▶ _Requirement_
Identify each line below that contains the word "football", and copy every such line in full.

▶ _Material shown_
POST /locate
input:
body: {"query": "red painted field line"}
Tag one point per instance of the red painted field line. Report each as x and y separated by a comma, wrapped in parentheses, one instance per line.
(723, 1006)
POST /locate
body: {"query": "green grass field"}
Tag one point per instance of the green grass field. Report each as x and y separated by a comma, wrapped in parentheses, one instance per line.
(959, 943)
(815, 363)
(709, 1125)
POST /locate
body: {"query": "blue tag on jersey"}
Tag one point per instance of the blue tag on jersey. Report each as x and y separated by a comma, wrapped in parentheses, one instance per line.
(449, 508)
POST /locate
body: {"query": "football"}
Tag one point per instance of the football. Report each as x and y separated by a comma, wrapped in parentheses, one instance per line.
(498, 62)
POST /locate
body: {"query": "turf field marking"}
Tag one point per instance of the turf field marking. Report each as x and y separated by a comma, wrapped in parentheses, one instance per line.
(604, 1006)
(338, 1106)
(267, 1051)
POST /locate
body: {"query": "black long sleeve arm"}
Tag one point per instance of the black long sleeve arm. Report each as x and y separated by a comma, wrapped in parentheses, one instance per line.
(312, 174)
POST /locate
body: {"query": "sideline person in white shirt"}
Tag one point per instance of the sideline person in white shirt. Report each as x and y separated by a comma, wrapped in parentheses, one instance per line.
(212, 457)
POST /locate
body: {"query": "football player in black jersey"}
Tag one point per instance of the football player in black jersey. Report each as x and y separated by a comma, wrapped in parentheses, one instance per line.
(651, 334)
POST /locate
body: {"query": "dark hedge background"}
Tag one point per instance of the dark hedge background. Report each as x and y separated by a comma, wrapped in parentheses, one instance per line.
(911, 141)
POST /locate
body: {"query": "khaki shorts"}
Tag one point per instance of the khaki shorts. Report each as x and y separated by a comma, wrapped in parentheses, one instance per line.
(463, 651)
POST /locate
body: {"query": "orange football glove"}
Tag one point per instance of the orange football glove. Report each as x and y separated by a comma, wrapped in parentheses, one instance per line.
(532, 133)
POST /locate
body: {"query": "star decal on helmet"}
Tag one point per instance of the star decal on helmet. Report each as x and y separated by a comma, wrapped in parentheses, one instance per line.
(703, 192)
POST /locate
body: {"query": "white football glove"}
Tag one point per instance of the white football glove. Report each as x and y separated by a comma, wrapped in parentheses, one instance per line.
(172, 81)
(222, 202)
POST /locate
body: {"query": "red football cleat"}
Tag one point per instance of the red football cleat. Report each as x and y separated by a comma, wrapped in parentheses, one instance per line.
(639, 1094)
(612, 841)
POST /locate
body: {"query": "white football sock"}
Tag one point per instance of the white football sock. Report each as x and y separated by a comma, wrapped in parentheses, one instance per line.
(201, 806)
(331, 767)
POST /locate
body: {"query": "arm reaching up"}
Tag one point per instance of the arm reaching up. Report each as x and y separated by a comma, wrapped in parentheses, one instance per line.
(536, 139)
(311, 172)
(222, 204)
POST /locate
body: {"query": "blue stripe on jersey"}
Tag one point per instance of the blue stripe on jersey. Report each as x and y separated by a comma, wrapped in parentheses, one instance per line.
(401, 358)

▶ _Answer for this exercise_
body: {"query": "football"}
Tag one point per instance of the football. Report each as x and y separated by a comma, wrapped in parentheses, one instance per line.
body: {"query": "football player in black jersey"}
Tag one point per instance of the football player in black jersey. Report each as x and y separated by a comma, wrapped in parentheses, one instance per line.
body: {"query": "orange football glove"}
Tag one point per instance of the orange football glove. Report each as x and y separated by a comma, wrapped in parentheses, one instance per line.
body: {"query": "white football glove"}
Tag one point per instance of the white football glove. Report each as x and y separated by a comma, wrapped in parentheses, one instance per line.
body: {"query": "red football cleat"}
Tag one point per instance of the red football cleat. Report each as x and y separated by a comma, wrapped in parentheses, one instance per line.
body: {"query": "white football sock"}
Tag one point per instance of the white football sock. Report each as x and y separated by a comma, wrapped in parentheses, one instance per line.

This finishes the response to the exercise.